## Requirements:
Print the material below from the line that contains "of the curb" through the end, copying each line exactly and including both ends.

## Information shown:
# # #

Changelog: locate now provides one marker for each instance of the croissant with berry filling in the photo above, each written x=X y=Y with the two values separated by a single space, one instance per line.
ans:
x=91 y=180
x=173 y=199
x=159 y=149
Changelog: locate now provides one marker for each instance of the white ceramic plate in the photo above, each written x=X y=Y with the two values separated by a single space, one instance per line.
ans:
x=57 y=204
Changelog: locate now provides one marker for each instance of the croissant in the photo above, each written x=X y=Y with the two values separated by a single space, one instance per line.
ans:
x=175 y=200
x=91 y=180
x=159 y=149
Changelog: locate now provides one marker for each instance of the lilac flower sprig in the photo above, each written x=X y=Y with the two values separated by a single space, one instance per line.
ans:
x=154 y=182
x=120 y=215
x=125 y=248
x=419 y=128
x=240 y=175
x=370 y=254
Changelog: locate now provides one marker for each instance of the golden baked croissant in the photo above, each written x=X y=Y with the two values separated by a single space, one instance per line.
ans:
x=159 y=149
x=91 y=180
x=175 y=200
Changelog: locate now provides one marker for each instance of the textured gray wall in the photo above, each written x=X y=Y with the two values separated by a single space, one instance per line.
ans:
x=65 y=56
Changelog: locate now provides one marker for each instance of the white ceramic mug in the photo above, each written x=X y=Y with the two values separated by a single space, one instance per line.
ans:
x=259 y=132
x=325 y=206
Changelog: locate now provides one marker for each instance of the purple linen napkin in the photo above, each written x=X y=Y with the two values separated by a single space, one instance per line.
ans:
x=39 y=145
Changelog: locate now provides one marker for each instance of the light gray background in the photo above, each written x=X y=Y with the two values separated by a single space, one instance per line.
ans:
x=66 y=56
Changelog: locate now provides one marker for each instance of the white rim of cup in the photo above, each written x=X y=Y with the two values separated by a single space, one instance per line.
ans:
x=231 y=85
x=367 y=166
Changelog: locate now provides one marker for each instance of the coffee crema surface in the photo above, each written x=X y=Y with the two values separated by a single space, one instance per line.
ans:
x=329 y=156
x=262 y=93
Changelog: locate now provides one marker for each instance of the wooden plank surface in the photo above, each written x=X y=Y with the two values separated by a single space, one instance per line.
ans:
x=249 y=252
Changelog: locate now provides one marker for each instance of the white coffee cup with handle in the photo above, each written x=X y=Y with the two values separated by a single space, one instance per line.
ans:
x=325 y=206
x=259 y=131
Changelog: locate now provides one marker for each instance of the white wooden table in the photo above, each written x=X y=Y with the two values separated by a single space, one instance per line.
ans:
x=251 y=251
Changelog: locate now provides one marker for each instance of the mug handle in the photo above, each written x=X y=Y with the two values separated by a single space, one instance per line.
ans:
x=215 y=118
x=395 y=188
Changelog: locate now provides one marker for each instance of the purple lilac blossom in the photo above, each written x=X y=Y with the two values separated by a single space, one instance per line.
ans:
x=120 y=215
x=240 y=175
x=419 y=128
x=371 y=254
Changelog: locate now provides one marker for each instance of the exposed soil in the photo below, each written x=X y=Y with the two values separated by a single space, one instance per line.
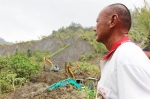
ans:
x=36 y=88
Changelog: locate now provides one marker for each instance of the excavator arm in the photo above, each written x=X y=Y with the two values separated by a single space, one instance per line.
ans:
x=68 y=71
x=64 y=83
x=47 y=60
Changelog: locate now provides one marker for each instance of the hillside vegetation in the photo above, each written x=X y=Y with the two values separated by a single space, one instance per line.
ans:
x=22 y=63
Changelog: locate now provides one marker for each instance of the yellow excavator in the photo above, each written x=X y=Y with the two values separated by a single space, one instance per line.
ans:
x=53 y=67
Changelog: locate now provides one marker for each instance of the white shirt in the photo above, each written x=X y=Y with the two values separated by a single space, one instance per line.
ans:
x=126 y=74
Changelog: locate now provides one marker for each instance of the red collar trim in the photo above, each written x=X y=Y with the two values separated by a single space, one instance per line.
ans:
x=115 y=46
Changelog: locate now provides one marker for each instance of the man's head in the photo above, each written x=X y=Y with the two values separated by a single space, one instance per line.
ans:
x=111 y=20
x=147 y=51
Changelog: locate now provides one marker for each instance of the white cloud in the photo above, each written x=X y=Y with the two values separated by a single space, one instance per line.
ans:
x=23 y=20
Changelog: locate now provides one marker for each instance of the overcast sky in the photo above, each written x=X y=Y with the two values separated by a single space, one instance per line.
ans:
x=24 y=20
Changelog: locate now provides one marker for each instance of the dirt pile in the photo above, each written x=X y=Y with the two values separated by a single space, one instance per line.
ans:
x=34 y=90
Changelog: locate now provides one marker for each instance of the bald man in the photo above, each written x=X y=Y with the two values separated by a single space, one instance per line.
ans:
x=125 y=70
x=147 y=51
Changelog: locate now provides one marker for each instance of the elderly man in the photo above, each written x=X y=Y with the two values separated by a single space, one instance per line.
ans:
x=125 y=70
x=147 y=51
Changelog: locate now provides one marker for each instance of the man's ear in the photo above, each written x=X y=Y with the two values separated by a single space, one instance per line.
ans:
x=114 y=20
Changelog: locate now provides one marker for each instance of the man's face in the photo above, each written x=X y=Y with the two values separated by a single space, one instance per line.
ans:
x=102 y=27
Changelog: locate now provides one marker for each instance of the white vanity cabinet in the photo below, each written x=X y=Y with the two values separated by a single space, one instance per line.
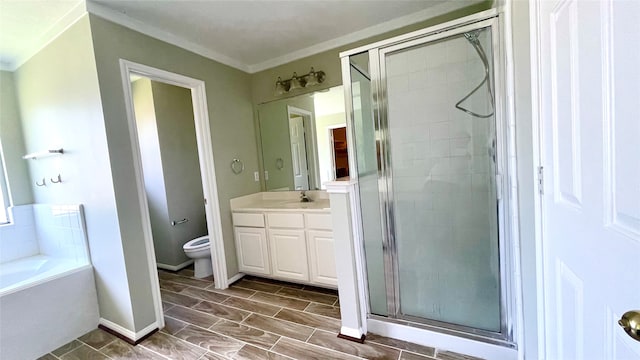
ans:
x=288 y=246
x=251 y=243
x=294 y=246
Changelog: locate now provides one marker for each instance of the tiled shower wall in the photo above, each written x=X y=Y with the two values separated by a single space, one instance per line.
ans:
x=40 y=229
x=442 y=184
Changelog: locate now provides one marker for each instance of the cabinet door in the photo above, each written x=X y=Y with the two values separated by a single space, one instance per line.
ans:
x=251 y=247
x=289 y=254
x=322 y=260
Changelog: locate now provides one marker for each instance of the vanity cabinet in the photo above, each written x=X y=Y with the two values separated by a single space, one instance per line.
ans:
x=251 y=243
x=291 y=246
x=289 y=254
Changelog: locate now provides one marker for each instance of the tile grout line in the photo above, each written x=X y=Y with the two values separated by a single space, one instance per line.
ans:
x=309 y=337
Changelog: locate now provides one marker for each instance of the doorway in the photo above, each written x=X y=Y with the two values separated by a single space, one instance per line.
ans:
x=206 y=164
x=339 y=153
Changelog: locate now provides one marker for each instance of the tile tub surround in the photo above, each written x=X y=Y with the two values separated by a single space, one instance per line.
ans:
x=42 y=229
x=236 y=323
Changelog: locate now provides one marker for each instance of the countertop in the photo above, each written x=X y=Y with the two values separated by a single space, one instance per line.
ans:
x=320 y=205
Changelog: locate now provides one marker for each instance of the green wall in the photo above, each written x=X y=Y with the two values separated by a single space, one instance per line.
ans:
x=60 y=106
x=231 y=121
x=12 y=140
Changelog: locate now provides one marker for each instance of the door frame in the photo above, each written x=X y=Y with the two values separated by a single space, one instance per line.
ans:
x=207 y=171
x=309 y=121
x=330 y=129
x=538 y=151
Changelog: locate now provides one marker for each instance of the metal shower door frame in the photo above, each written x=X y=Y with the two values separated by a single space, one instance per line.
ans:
x=390 y=249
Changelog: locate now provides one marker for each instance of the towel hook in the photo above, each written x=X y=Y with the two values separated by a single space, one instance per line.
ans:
x=237 y=166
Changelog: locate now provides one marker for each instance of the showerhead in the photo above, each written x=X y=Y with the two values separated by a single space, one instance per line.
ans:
x=472 y=36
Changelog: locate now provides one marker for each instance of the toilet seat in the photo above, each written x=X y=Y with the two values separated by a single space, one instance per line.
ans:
x=197 y=244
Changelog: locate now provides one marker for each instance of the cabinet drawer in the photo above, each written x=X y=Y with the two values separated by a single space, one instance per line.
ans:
x=291 y=221
x=248 y=219
x=319 y=221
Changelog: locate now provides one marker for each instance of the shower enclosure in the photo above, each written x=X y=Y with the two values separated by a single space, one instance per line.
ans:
x=427 y=127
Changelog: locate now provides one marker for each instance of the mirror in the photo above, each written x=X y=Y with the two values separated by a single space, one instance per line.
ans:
x=304 y=140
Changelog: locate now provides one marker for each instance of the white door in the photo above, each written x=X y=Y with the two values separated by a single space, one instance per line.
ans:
x=589 y=78
x=298 y=153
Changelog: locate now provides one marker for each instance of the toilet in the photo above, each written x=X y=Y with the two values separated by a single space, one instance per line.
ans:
x=198 y=250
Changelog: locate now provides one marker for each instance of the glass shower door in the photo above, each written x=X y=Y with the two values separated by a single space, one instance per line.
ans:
x=441 y=180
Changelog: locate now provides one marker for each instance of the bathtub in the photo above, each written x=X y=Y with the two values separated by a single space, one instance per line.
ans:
x=47 y=298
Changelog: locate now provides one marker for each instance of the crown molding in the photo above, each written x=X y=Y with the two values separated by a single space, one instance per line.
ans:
x=154 y=32
x=60 y=26
x=365 y=33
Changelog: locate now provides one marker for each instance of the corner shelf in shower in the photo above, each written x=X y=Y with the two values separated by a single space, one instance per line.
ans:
x=43 y=154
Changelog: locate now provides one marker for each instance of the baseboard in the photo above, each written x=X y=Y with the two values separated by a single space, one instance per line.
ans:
x=235 y=278
x=133 y=338
x=359 y=340
x=174 y=267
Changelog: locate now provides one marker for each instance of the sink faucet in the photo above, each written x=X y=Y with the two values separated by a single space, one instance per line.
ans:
x=304 y=197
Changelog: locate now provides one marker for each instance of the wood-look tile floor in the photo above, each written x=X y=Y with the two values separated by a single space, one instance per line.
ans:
x=254 y=319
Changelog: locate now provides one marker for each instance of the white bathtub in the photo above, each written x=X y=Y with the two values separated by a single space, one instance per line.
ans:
x=48 y=298
x=45 y=304
x=33 y=270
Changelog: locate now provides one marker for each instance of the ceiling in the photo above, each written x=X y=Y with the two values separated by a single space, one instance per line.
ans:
x=250 y=35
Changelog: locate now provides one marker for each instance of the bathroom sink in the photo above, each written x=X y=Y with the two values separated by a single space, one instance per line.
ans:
x=305 y=205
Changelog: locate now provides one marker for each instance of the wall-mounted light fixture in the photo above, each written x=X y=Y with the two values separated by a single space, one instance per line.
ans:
x=312 y=78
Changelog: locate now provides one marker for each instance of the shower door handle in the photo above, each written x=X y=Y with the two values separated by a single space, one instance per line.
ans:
x=630 y=323
x=178 y=222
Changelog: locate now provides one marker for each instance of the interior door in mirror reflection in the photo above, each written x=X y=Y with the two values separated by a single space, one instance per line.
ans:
x=298 y=153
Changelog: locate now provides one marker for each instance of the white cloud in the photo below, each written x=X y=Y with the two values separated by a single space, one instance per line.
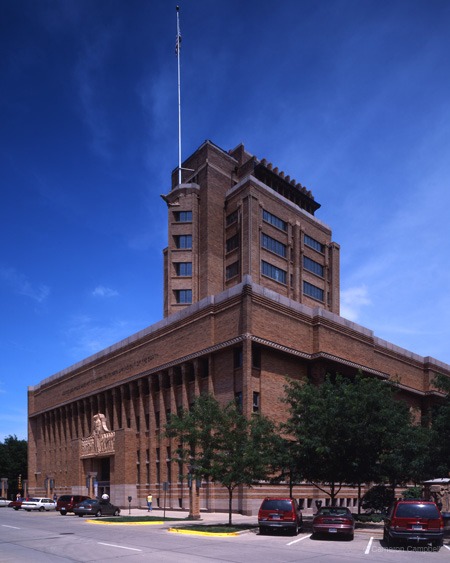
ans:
x=87 y=336
x=353 y=300
x=102 y=291
x=21 y=285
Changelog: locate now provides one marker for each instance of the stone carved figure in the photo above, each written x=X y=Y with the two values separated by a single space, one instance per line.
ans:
x=101 y=441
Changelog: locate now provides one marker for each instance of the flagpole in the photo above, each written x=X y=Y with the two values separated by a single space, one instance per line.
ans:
x=179 y=93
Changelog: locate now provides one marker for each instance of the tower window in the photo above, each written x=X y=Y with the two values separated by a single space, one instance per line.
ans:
x=183 y=295
x=232 y=270
x=255 y=401
x=231 y=218
x=273 y=272
x=315 y=244
x=273 y=245
x=183 y=268
x=313 y=266
x=183 y=241
x=274 y=220
x=232 y=243
x=183 y=216
x=237 y=358
x=313 y=291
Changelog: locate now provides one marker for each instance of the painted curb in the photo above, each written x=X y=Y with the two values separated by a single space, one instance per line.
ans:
x=123 y=523
x=198 y=533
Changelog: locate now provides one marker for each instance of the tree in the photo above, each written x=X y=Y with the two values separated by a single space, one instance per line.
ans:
x=378 y=498
x=330 y=424
x=13 y=461
x=244 y=453
x=220 y=444
x=284 y=464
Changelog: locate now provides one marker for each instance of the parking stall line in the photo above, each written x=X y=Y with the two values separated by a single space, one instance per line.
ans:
x=369 y=546
x=119 y=546
x=299 y=539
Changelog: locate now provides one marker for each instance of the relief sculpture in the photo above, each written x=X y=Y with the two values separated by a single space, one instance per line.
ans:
x=101 y=441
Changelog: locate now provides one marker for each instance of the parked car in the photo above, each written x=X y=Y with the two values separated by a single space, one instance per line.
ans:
x=414 y=521
x=16 y=504
x=38 y=503
x=96 y=507
x=334 y=521
x=66 y=503
x=279 y=514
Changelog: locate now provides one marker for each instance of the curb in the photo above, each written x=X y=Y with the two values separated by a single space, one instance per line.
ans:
x=105 y=523
x=198 y=533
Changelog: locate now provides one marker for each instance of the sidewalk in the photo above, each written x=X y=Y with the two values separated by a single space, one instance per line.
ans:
x=375 y=529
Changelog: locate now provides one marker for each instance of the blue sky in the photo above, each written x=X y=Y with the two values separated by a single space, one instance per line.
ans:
x=350 y=97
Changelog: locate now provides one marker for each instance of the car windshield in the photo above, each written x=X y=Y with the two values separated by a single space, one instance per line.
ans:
x=417 y=511
x=277 y=505
x=334 y=511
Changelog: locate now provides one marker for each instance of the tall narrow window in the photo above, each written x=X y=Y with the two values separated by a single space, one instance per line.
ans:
x=273 y=245
x=237 y=358
x=183 y=269
x=183 y=216
x=313 y=243
x=183 y=241
x=183 y=296
x=313 y=291
x=232 y=270
x=232 y=243
x=313 y=266
x=273 y=272
x=274 y=220
x=238 y=400
x=255 y=401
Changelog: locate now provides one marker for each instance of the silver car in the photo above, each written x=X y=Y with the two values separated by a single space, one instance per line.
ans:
x=39 y=503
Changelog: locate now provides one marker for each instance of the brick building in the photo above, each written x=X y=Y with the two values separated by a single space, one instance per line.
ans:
x=251 y=295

# # #

## Solution for this exercise:
Changelog: locate now provides one marker for each instance of the curb in the photo above, each written x=X y=Y with the two values separated by a single space, one instance per line.
ans:
x=105 y=523
x=198 y=533
Changelog: locate now provides one marker for each instance of the sidewalk in the photo above, each written x=X y=Y with the two values separated by a single space, one instance per line.
ans:
x=375 y=529
Changelog: locate now provides one marker for each instance of the blue sky in the photo above, each written x=X y=Y with the two values separated by a single space, one instance per line.
ans:
x=350 y=97
Changelog: locate now provides one marker for each instance of the car windshield in the photo above, each written x=X y=Y with the two values separated by a single space, one instance per line.
ans:
x=417 y=511
x=277 y=505
x=334 y=511
Changelog: locate now provides one marker for each instance of the tall narrow window in the photo above, each written x=X y=Y with the two values separated by a single space, one instance per line.
ans:
x=273 y=245
x=237 y=358
x=183 y=269
x=183 y=216
x=313 y=243
x=183 y=241
x=183 y=296
x=313 y=291
x=232 y=270
x=232 y=243
x=313 y=266
x=273 y=272
x=274 y=220
x=238 y=400
x=255 y=401
Changelog: locate now provides one marker for each instance of the silver car in the photo above, each written x=X y=Y with the two values separated by a single space, one instance per line.
ans:
x=39 y=503
Changelog: locate now provides one marker for each instance of the brick building in the photo above, each written x=X y=Y with the two values separated by a single space, one instance per line.
ans:
x=251 y=295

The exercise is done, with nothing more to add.